*Consigne*: Indiquez si chacune des affirmations suivantes concorde avec le texte sur le colloque ci-dessous, en répondant par oui ou par non et en citant textuellement les mots du texte qui tranchent : 1. Le colloque cherche à éclaircir le rôle de la parole féminine. 2. L’événement entend laisser dans l’ombre les non-dits sociaux. 3. L’événement vise à redonner une dignité aux histoires migratoires.

*Texte présenté*:
--------

Ce colloque a pour ambition d’éclaircir le rôle de la parole féminine dans cette conceptualisation de « la figure de la femme comme protagoniste de la migration, actrice économique, actrice sociale et du développement »[6]. Autrement dit, nous nous demanderons ce que nous dit sa parole de son parcours féminin. D’une certaine manière, cet événement vise à « sortir de l’ombre les non-dits sociaux, rendre explicite ce qui est implicite, redonner une dignité aux histoires migratoires, relancer les narrativités et les tissages identitaires »[7].

--------

*Données fournies*:
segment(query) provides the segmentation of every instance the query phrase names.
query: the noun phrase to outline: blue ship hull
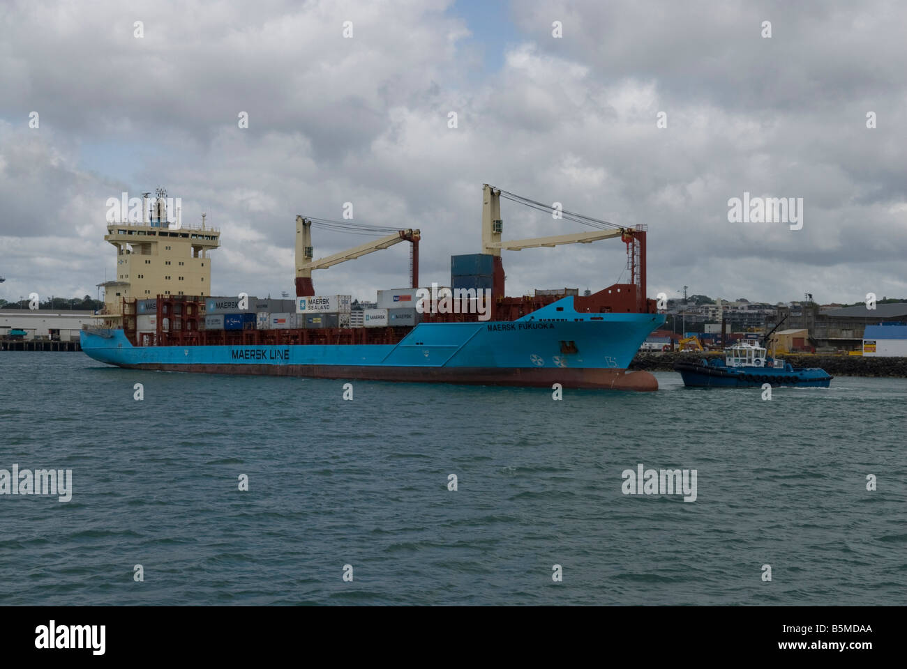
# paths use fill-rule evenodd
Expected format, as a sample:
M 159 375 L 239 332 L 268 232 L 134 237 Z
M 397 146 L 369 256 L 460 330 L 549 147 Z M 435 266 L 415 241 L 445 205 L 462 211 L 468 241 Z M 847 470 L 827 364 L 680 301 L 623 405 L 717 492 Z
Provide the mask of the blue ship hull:
M 572 298 L 512 322 L 422 323 L 395 344 L 135 346 L 82 333 L 85 354 L 135 369 L 335 379 L 657 390 L 627 368 L 659 314 L 580 314 Z
M 834 377 L 819 367 L 726 367 L 705 360 L 676 363 L 684 385 L 699 388 L 827 388 Z

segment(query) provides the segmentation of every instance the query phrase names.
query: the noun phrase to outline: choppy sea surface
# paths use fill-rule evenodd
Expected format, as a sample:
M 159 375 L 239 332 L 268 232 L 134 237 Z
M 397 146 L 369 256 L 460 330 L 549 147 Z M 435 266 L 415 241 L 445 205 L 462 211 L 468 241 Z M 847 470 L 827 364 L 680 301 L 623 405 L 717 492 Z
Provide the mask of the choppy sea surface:
M 72 470 L 73 493 L 0 495 L 0 605 L 904 603 L 907 380 L 763 400 L 656 376 L 345 401 L 4 352 L 0 470 Z M 696 470 L 695 501 L 625 495 L 639 463 Z

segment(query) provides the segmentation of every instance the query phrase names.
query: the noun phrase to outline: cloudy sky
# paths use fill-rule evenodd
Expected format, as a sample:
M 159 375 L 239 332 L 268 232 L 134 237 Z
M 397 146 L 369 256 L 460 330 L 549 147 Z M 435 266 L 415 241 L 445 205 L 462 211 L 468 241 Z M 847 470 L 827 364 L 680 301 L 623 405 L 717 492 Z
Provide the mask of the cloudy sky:
M 872 0 L 5 1 L 0 297 L 95 296 L 106 199 L 159 186 L 222 229 L 216 294 L 292 293 L 296 215 L 347 201 L 421 228 L 422 283 L 447 284 L 450 255 L 480 250 L 486 182 L 648 225 L 649 296 L 905 297 L 905 25 L 907 5 Z M 803 198 L 802 229 L 729 222 L 745 192 Z M 505 238 L 588 229 L 502 208 Z M 316 256 L 363 240 L 316 229 Z M 408 246 L 316 289 L 404 286 Z M 505 252 L 507 293 L 597 290 L 625 258 L 618 240 Z

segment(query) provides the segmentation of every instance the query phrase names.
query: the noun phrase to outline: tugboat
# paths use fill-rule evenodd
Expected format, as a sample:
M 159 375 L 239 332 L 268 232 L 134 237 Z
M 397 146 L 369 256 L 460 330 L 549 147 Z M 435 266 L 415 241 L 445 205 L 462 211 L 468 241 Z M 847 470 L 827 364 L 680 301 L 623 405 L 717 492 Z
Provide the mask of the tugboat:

--------

*Votre réponse*:
1. Oui : « Ce colloque a pour ambition d’éclaircir le rôle de la parole féminine ».
2. Non : « sortir de l’ombre les non-dits sociaux ».
3. Oui : « redonner une dignité aux histoires migratoires ».